╔══
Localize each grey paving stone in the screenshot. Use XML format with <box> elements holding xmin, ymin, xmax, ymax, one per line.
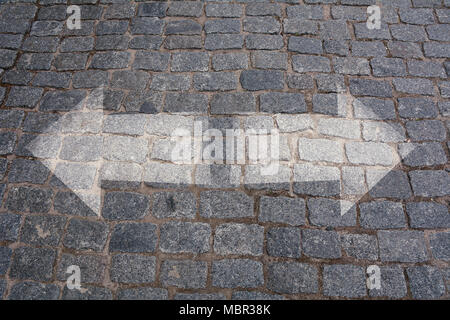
<box><xmin>407</xmin><ymin>60</ymin><xmax>446</xmax><ymax>78</ymax></box>
<box><xmin>245</xmin><ymin>3</ymin><xmax>282</xmax><ymax>17</ymax></box>
<box><xmin>353</xmin><ymin>22</ymin><xmax>392</xmax><ymax>40</ymax></box>
<box><xmin>0</xmin><ymin>70</ymin><xmax>33</xmax><ymax>85</ymax></box>
<box><xmin>174</xmin><ymin>293</ymin><xmax>226</xmax><ymax>300</ymax></box>
<box><xmin>439</xmin><ymin>81</ymin><xmax>450</xmax><ymax>98</ymax></box>
<box><xmin>369</xmin><ymin>266</ymin><xmax>407</xmax><ymax>299</ymax></box>
<box><xmin>150</xmin><ymin>73</ymin><xmax>191</xmax><ymax>91</ymax></box>
<box><xmin>378</xmin><ymin>231</ymin><xmax>428</xmax><ymax>262</ymax></box>
<box><xmin>39</xmin><ymin>90</ymin><xmax>86</xmax><ymax>111</ymax></box>
<box><xmin>165</xmin><ymin>20</ymin><xmax>202</xmax><ymax>34</ymax></box>
<box><xmin>160</xmin><ymin>260</ymin><xmax>208</xmax><ymax>289</ymax></box>
<box><xmin>315</xmin><ymin>74</ymin><xmax>346</xmax><ymax>93</ymax></box>
<box><xmin>72</xmin><ymin>70</ymin><xmax>108</xmax><ymax>88</ymax></box>
<box><xmin>388</xmin><ymin>41</ymin><xmax>423</xmax><ymax>58</ymax></box>
<box><xmin>362</xmin><ymin>121</ymin><xmax>406</xmax><ymax>142</ymax></box>
<box><xmin>63</xmin><ymin>219</ymin><xmax>109</xmax><ymax>252</ymax></box>
<box><xmin>370</xmin><ymin>57</ymin><xmax>406</xmax><ymax>77</ymax></box>
<box><xmin>95</xmin><ymin>20</ymin><xmax>128</xmax><ymax>36</ymax></box>
<box><xmin>406</xmin><ymin>120</ymin><xmax>446</xmax><ymax>141</ymax></box>
<box><xmin>342</xmin><ymin>167</ymin><xmax>367</xmax><ymax>195</ymax></box>
<box><xmin>345</xmin><ymin>142</ymin><xmax>394</xmax><ymax>166</ymax></box>
<box><xmin>110</xmin><ymin>70</ymin><xmax>150</xmax><ymax>91</ymax></box>
<box><xmin>9</xmin><ymin>247</ymin><xmax>56</xmax><ymax>281</ymax></box>
<box><xmin>292</xmin><ymin>55</ymin><xmax>331</xmax><ymax>72</ymax></box>
<box><xmin>7</xmin><ymin>281</ymin><xmax>60</xmax><ymax>300</ymax></box>
<box><xmin>0</xmin><ymin>279</ymin><xmax>6</xmax><ymax>298</ymax></box>
<box><xmin>323</xmin><ymin>264</ymin><xmax>366</xmax><ymax>298</ymax></box>
<box><xmin>266</xmin><ymin>227</ymin><xmax>301</xmax><ymax>258</ymax></box>
<box><xmin>258</xmin><ymin>196</ymin><xmax>305</xmax><ymax>226</ymax></box>
<box><xmin>0</xmin><ymin>132</ymin><xmax>17</xmax><ymax>155</ymax></box>
<box><xmin>350</xmin><ymin>79</ymin><xmax>392</xmax><ymax>98</ymax></box>
<box><xmin>366</xmin><ymin>169</ymin><xmax>412</xmax><ymax>199</ymax></box>
<box><xmin>323</xmin><ymin>40</ymin><xmax>349</xmax><ymax>56</ymax></box>
<box><xmin>240</xmin><ymin>70</ymin><xmax>284</xmax><ymax>91</ymax></box>
<box><xmin>167</xmin><ymin>1</ymin><xmax>203</xmax><ymax>17</ymax></box>
<box><xmin>231</xmin><ymin>291</ymin><xmax>285</xmax><ymax>300</ymax></box>
<box><xmin>398</xmin><ymin>142</ymin><xmax>448</xmax><ymax>167</ymax></box>
<box><xmin>53</xmin><ymin>53</ymin><xmax>88</xmax><ymax>70</ymax></box>
<box><xmin>286</xmin><ymin>5</ymin><xmax>324</xmax><ymax>20</ymax></box>
<box><xmin>293</xmin><ymin>164</ymin><xmax>340</xmax><ymax>196</ymax></box>
<box><xmin>392</xmin><ymin>78</ymin><xmax>434</xmax><ymax>95</ymax></box>
<box><xmin>5</xmin><ymin>186</ymin><xmax>53</xmax><ymax>213</ymax></box>
<box><xmin>267</xmin><ymin>262</ymin><xmax>318</xmax><ymax>294</ymax></box>
<box><xmin>243</xmin><ymin>16</ymin><xmax>281</xmax><ymax>34</ymax></box>
<box><xmin>159</xmin><ymin>221</ymin><xmax>211</xmax><ymax>254</ymax></box>
<box><xmin>100</xmin><ymin>162</ymin><xmax>142</xmax><ymax>190</ymax></box>
<box><xmin>251</xmin><ymin>50</ymin><xmax>288</xmax><ymax>70</ymax></box>
<box><xmin>50</xmin><ymin>162</ymin><xmax>97</xmax><ymax>189</ymax></box>
<box><xmin>152</xmin><ymin>192</ymin><xmax>197</xmax><ymax>219</ymax></box>
<box><xmin>259</xmin><ymin>92</ymin><xmax>307</xmax><ymax>113</ymax></box>
<box><xmin>117</xmin><ymin>287</ymin><xmax>169</xmax><ymax>300</ymax></box>
<box><xmin>109</xmin><ymin>254</ymin><xmax>156</xmax><ymax>283</ymax></box>
<box><xmin>359</xmin><ymin>201</ymin><xmax>406</xmax><ymax>229</ymax></box>
<box><xmin>61</xmin><ymin>286</ymin><xmax>113</xmax><ymax>300</ymax></box>
<box><xmin>60</xmin><ymin>37</ymin><xmax>94</xmax><ymax>52</ymax></box>
<box><xmin>406</xmin><ymin>266</ymin><xmax>445</xmax><ymax>299</ymax></box>
<box><xmin>302</xmin><ymin>229</ymin><xmax>341</xmax><ymax>259</ymax></box>
<box><xmin>214</xmin><ymin>223</ymin><xmax>264</xmax><ymax>256</ymax></box>
<box><xmin>193</xmin><ymin>72</ymin><xmax>238</xmax><ymax>91</ymax></box>
<box><xmin>352</xmin><ymin>40</ymin><xmax>386</xmax><ymax>57</ymax></box>
<box><xmin>205</xmin><ymin>3</ymin><xmax>243</xmax><ymax>18</ymax></box>
<box><xmin>298</xmin><ymin>138</ymin><xmax>344</xmax><ymax>163</ymax></box>
<box><xmin>171</xmin><ymin>52</ymin><xmax>209</xmax><ymax>72</ymax></box>
<box><xmin>0</xmin><ymin>213</ymin><xmax>21</xmax><ymax>241</ymax></box>
<box><xmin>409</xmin><ymin>170</ymin><xmax>450</xmax><ymax>197</ymax></box>
<box><xmin>307</xmin><ymin>198</ymin><xmax>356</xmax><ymax>227</ymax></box>
<box><xmin>276</xmin><ymin>114</ymin><xmax>313</xmax><ymax>132</ymax></box>
<box><xmin>103</xmin><ymin>136</ymin><xmax>148</xmax><ymax>163</ymax></box>
<box><xmin>211</xmin><ymin>259</ymin><xmax>264</xmax><ymax>288</ymax></box>
<box><xmin>17</xmin><ymin>53</ymin><xmax>54</xmax><ymax>70</ymax></box>
<box><xmin>144</xmin><ymin>162</ymin><xmax>193</xmax><ymax>188</ymax></box>
<box><xmin>109</xmin><ymin>223</ymin><xmax>157</xmax><ymax>253</ymax></box>
<box><xmin>406</xmin><ymin>202</ymin><xmax>450</xmax><ymax>229</ymax></box>
<box><xmin>205</xmin><ymin>18</ymin><xmax>241</xmax><ymax>34</ymax></box>
<box><xmin>20</xmin><ymin>215</ymin><xmax>67</xmax><ymax>247</ymax></box>
<box><xmin>211</xmin><ymin>92</ymin><xmax>256</xmax><ymax>114</ymax></box>
<box><xmin>200</xmin><ymin>191</ymin><xmax>254</xmax><ymax>219</ymax></box>
<box><xmin>128</xmin><ymin>35</ymin><xmax>163</xmax><ymax>50</ymax></box>
<box><xmin>430</xmin><ymin>232</ymin><xmax>450</xmax><ymax>261</ymax></box>
<box><xmin>426</xmin><ymin>24</ymin><xmax>450</xmax><ymax>41</ymax></box>
<box><xmin>56</xmin><ymin>253</ymin><xmax>106</xmax><ymax>287</ymax></box>
<box><xmin>398</xmin><ymin>98</ymin><xmax>438</xmax><ymax>119</ymax></box>
<box><xmin>423</xmin><ymin>42</ymin><xmax>450</xmax><ymax>58</ymax></box>
<box><xmin>333</xmin><ymin>57</ymin><xmax>375</xmax><ymax>75</ymax></box>
<box><xmin>340</xmin><ymin>233</ymin><xmax>378</xmax><ymax>260</ymax></box>
<box><xmin>22</xmin><ymin>36</ymin><xmax>59</xmax><ymax>52</ymax></box>
<box><xmin>0</xmin><ymin>246</ymin><xmax>13</xmax><ymax>275</ymax></box>
<box><xmin>195</xmin><ymin>164</ymin><xmax>241</xmax><ymax>188</ymax></box>
<box><xmin>5</xmin><ymin>87</ymin><xmax>44</xmax><ymax>109</ymax></box>
<box><xmin>102</xmin><ymin>192</ymin><xmax>149</xmax><ymax>220</ymax></box>
<box><xmin>317</xmin><ymin>118</ymin><xmax>361</xmax><ymax>139</ymax></box>
<box><xmin>245</xmin><ymin>34</ymin><xmax>283</xmax><ymax>50</ymax></box>
<box><xmin>54</xmin><ymin>192</ymin><xmax>100</xmax><ymax>217</ymax></box>
<box><xmin>312</xmin><ymin>93</ymin><xmax>348</xmax><ymax>117</ymax></box>
<box><xmin>0</xmin><ymin>34</ymin><xmax>23</xmax><ymax>49</ymax></box>
<box><xmin>212</xmin><ymin>53</ymin><xmax>248</xmax><ymax>71</ymax></box>
<box><xmin>130</xmin><ymin>17</ymin><xmax>164</xmax><ymax>34</ymax></box>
╚══
### Exercise
Pick out every line in the records above that contains the word "with", and copy each one.

### Task result
Localize each grey paving stone in the screenshot. Use XML format with <box> elements holding xmin, ymin, xmax, ymax, one per line.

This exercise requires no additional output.